▶ **Material provided**:

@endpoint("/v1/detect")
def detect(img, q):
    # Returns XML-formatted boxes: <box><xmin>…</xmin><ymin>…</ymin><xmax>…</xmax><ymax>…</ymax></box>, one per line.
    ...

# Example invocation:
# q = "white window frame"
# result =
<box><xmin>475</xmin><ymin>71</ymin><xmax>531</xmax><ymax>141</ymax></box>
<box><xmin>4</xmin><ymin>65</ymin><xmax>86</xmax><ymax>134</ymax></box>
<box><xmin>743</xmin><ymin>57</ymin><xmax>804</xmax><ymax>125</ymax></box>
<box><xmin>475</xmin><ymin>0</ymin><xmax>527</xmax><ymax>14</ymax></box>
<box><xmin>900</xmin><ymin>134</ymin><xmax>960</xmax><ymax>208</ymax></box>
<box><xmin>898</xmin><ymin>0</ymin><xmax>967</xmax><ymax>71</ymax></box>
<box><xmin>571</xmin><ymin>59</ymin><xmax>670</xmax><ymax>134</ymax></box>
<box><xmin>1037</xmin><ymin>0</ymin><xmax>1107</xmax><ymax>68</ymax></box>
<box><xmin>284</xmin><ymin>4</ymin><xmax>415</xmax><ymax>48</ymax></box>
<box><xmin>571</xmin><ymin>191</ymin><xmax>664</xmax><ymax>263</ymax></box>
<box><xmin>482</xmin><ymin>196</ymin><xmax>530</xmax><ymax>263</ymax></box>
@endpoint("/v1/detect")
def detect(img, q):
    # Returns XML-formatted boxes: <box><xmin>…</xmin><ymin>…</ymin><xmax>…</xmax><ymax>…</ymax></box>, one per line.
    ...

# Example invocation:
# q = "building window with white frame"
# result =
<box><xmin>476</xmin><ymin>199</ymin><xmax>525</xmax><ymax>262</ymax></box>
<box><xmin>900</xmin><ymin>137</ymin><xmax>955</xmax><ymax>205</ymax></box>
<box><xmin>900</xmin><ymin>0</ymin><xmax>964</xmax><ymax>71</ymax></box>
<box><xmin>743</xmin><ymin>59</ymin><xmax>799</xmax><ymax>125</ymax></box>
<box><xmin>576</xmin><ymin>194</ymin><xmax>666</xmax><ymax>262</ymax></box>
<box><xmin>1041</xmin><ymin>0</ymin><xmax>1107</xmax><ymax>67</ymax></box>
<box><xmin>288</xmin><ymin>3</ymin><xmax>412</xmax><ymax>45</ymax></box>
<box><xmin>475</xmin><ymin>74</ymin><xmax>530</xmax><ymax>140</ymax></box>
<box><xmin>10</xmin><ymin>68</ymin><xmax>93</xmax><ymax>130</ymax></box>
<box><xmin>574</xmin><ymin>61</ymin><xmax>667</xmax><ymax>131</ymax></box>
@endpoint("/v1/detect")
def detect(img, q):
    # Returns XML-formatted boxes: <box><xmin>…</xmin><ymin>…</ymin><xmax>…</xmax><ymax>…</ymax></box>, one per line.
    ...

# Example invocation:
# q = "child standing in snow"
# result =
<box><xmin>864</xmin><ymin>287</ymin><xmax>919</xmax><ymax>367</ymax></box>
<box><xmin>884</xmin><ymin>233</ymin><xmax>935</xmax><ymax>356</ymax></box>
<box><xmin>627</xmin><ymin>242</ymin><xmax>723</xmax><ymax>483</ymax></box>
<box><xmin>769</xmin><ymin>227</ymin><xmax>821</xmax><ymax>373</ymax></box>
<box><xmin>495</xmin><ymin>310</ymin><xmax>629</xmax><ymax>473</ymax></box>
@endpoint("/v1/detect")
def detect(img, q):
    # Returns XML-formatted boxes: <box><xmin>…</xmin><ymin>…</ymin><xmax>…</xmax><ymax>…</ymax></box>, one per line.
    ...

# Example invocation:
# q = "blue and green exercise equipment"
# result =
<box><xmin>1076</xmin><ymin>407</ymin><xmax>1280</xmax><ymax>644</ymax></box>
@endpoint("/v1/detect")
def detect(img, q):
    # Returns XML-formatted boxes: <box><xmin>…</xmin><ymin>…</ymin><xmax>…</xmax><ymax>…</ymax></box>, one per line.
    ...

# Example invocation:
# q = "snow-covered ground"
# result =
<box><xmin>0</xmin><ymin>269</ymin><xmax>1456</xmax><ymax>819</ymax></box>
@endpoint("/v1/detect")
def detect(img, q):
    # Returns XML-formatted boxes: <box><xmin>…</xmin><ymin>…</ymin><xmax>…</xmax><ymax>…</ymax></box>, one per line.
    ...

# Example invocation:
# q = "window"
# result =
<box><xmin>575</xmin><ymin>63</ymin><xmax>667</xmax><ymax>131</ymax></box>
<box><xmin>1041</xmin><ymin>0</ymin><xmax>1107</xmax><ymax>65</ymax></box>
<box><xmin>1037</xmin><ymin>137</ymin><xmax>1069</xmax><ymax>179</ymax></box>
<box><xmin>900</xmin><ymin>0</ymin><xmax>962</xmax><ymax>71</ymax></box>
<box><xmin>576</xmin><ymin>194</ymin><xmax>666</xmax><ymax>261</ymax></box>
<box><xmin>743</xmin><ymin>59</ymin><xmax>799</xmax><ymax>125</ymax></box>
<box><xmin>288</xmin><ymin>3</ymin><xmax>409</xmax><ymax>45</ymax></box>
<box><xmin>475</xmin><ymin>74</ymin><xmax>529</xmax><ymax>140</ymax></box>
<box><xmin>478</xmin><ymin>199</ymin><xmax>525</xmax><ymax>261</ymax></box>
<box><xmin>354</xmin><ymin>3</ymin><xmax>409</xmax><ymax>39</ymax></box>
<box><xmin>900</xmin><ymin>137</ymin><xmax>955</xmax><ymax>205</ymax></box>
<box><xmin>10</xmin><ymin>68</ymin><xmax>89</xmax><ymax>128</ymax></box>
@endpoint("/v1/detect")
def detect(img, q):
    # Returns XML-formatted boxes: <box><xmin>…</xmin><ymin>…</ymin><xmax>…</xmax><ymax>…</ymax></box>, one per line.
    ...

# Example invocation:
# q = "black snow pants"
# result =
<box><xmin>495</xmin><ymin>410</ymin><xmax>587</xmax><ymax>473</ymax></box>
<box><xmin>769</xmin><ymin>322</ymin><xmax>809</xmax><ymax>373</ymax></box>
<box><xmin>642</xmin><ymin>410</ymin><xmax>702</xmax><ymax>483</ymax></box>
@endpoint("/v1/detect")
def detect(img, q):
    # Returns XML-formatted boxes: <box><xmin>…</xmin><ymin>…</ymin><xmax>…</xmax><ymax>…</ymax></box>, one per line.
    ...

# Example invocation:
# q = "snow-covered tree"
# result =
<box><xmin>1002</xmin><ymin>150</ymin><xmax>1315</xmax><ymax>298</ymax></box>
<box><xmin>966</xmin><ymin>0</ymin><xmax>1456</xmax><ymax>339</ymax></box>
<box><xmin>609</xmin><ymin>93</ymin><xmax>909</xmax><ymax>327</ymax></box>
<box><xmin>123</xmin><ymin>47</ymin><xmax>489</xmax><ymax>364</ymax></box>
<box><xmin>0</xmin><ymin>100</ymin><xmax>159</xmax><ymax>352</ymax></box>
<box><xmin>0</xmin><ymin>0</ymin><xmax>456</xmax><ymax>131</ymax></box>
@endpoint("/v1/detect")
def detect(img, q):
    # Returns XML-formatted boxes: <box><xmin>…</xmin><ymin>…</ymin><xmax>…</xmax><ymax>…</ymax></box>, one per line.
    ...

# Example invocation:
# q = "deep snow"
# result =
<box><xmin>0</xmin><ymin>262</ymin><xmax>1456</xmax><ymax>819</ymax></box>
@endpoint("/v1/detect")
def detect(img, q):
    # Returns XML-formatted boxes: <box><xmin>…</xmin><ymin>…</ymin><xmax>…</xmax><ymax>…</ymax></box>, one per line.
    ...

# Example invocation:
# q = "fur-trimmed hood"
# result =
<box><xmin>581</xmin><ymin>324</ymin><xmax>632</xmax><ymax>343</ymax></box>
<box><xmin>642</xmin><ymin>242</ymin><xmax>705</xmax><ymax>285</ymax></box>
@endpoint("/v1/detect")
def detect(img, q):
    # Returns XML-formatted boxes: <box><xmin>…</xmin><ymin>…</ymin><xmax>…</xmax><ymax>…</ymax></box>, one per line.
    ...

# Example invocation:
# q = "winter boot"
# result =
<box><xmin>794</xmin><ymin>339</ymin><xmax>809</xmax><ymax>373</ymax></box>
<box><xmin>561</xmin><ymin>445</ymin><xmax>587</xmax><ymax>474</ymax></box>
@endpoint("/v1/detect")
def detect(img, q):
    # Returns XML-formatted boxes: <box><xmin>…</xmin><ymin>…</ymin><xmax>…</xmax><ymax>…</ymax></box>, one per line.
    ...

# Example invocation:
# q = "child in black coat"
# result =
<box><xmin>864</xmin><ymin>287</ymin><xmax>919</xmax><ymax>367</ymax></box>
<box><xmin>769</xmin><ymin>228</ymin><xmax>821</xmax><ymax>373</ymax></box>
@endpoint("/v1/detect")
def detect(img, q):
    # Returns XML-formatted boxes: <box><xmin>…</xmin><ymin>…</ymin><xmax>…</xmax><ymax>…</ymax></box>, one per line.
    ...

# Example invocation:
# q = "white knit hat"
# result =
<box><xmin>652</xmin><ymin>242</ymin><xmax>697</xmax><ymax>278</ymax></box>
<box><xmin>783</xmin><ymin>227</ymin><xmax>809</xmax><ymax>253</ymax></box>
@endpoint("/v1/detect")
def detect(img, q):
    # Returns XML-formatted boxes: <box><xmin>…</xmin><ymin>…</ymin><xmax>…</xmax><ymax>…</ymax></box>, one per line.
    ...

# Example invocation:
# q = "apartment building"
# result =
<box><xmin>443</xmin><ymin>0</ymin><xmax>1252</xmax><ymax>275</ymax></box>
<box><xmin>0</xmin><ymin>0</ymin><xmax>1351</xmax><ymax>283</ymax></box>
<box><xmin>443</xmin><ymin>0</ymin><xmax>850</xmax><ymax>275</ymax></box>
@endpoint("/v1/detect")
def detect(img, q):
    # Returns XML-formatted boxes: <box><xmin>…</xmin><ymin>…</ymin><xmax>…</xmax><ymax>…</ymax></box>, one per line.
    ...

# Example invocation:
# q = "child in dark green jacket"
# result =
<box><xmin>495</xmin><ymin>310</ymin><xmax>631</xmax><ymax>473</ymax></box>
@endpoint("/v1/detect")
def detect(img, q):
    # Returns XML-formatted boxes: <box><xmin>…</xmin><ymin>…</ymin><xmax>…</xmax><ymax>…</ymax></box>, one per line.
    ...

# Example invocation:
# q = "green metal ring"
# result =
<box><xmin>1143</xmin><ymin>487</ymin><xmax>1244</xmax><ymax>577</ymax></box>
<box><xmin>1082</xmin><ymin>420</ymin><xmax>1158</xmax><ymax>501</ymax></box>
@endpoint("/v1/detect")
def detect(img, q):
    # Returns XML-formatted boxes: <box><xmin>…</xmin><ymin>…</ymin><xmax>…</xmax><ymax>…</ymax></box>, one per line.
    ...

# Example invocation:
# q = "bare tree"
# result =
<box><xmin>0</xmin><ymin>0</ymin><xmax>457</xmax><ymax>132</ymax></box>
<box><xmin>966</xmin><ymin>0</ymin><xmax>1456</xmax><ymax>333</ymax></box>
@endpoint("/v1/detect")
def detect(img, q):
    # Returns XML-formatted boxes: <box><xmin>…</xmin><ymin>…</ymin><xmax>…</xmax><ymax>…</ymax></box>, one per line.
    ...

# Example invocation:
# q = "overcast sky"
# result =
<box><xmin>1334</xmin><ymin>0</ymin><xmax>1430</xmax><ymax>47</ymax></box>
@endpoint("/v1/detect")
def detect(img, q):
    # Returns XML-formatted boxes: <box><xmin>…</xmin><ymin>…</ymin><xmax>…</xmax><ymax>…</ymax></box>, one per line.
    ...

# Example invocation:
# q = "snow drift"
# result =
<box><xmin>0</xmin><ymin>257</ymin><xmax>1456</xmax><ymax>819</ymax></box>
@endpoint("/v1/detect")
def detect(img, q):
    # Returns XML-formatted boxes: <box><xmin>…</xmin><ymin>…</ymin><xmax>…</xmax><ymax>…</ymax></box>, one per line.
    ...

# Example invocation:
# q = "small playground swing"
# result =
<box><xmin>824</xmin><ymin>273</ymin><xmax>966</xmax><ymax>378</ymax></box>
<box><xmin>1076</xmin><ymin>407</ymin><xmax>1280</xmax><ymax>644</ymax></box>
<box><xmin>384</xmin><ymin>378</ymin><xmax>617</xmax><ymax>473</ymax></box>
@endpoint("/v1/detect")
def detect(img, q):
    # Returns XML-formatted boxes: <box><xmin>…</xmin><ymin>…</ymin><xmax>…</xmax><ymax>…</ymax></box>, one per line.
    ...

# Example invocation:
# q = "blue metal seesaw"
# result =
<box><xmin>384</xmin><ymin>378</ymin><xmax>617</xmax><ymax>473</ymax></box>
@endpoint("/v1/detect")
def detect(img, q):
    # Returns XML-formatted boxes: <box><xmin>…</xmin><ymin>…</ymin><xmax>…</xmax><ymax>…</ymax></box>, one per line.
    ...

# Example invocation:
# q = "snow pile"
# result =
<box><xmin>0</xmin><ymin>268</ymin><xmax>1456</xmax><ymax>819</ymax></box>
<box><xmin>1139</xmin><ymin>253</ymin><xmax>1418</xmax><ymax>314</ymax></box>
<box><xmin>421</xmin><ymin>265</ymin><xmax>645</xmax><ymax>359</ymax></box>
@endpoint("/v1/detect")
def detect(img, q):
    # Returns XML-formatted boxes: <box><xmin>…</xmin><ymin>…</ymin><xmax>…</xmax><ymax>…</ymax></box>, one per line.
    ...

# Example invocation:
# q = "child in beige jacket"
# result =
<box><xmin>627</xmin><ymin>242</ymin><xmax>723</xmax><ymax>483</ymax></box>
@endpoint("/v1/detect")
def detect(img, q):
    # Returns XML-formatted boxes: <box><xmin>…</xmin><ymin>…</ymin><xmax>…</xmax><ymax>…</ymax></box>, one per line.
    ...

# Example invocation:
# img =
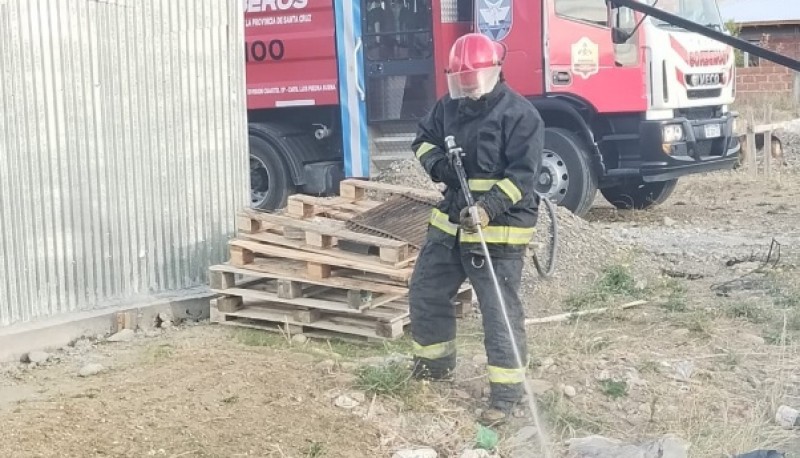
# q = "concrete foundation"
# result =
<box><xmin>0</xmin><ymin>288</ymin><xmax>214</xmax><ymax>362</ymax></box>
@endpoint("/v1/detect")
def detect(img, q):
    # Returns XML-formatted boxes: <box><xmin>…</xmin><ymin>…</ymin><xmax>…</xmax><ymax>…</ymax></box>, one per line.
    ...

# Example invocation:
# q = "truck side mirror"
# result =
<box><xmin>611</xmin><ymin>27</ymin><xmax>630</xmax><ymax>45</ymax></box>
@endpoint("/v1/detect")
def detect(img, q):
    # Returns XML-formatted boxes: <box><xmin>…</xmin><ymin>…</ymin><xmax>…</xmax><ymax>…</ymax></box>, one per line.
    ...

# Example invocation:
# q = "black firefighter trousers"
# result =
<box><xmin>409</xmin><ymin>239</ymin><xmax>528</xmax><ymax>404</ymax></box>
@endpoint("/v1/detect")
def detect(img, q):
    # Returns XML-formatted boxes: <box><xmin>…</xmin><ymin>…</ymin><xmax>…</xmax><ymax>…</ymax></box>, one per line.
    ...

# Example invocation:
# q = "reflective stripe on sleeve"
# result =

▶ **Task statement**:
Tally the lines of the records above that contain the string "metal", with case counting, and reply with the number alone.

▶ **Expected output**:
2